[EXERCISE TEXT Boundary: Start]
Sim-to-Real Transfer: Bridging the Reality Gap

4 minute read

Published:

TL;DR: Training robot policies entirely in simulation is safe and scalable, but the "reality gap" — discrepancies between simulated and real physics — causes policies to fail when deployed. Domain randomisation, domain adaptation, and careful system identification are the main strategies used to bridge this gap, as demonstrated dramatically by OpenAI Dactyl's in-hand cube manipulation.
Sim-to-real transfer with Dactyl
OpenAI Dactyl: sim-to-real transfer for dexterous manipulation (Andrychowicz et al., 2019)

The Reality Gap

Modern physics simulators (MuJoCo, Isaac Gym, PyBullet) enable massively parallel training of robot policies at virtually zero cost and with no hardware risk. A policy can experience millions of episodes in hours of simulation time that would take months on real hardware.

The catch is the reality gap: simulators approximate the real world, and these approximations matter. Friction coefficients, motor backlash, sensor noise, contact dynamics, and rendering artifacts all differ between simulation and reality. A policy that exploits simulator quirks — a common outcome of deep RL — will fail catastrophically when those quirks disappear.

Domain Randomisation

Domain randomisation (Tobin et al. 2017) addresses the reality gap by training policies across a wide distribution of simulated environments with randomised physical parameters. If the real world is just another sample from this distribution — or close to it — the policy must be robust enough to handle it.
[EXERCISE TEXT Boundary: End]
[RECORDS SUPPLIED Boundary: Start]
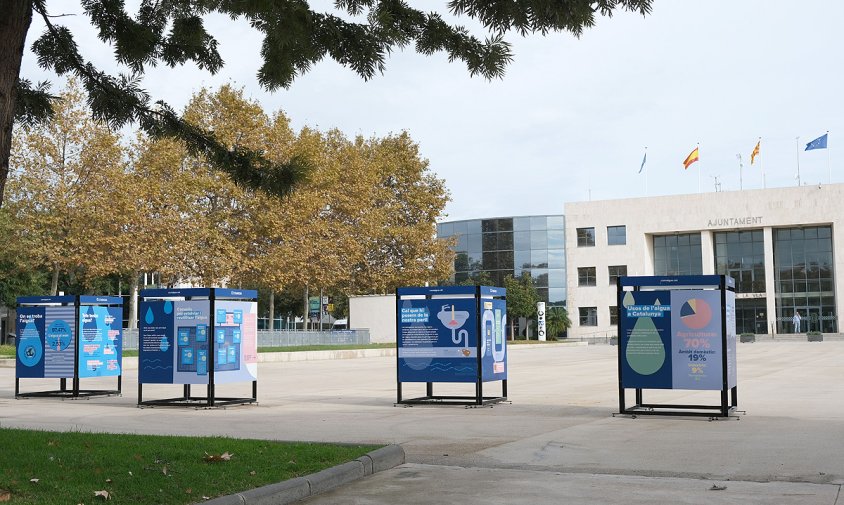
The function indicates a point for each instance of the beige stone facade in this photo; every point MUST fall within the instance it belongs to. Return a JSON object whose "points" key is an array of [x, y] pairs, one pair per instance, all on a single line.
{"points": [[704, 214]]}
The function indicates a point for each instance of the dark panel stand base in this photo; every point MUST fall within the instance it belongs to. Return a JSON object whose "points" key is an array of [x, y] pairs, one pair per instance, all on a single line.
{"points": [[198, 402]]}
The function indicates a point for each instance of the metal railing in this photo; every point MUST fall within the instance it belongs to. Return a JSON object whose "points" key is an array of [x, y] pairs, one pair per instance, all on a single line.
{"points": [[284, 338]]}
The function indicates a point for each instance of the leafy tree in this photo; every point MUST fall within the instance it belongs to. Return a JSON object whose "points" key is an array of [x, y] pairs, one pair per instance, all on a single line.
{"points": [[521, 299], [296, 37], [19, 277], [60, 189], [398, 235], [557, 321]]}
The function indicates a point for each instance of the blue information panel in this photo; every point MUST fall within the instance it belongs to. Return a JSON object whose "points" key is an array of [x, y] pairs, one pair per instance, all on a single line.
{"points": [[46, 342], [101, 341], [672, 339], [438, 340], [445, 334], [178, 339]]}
[RECORDS SUPPLIED Boundary: End]
EXERCISE OBJECTIVE →
Write out the passage of the sim-to-real article that starts with "The catch is" and finishes with "those quirks disappear.", word for word. Rely only on the sim-to-real article.

YOUR RESPONSE →
The catch is the reality gap: simulators approximate the real world, and these approximations matter. Friction coefficients, motor backlash, sensor noise, contact dynamics, and rendering artifacts all differ between simulation and reality. A policy that exploits simulator quirks — a common outcome of deep RL — will fail catastrophically when those quirks disappear.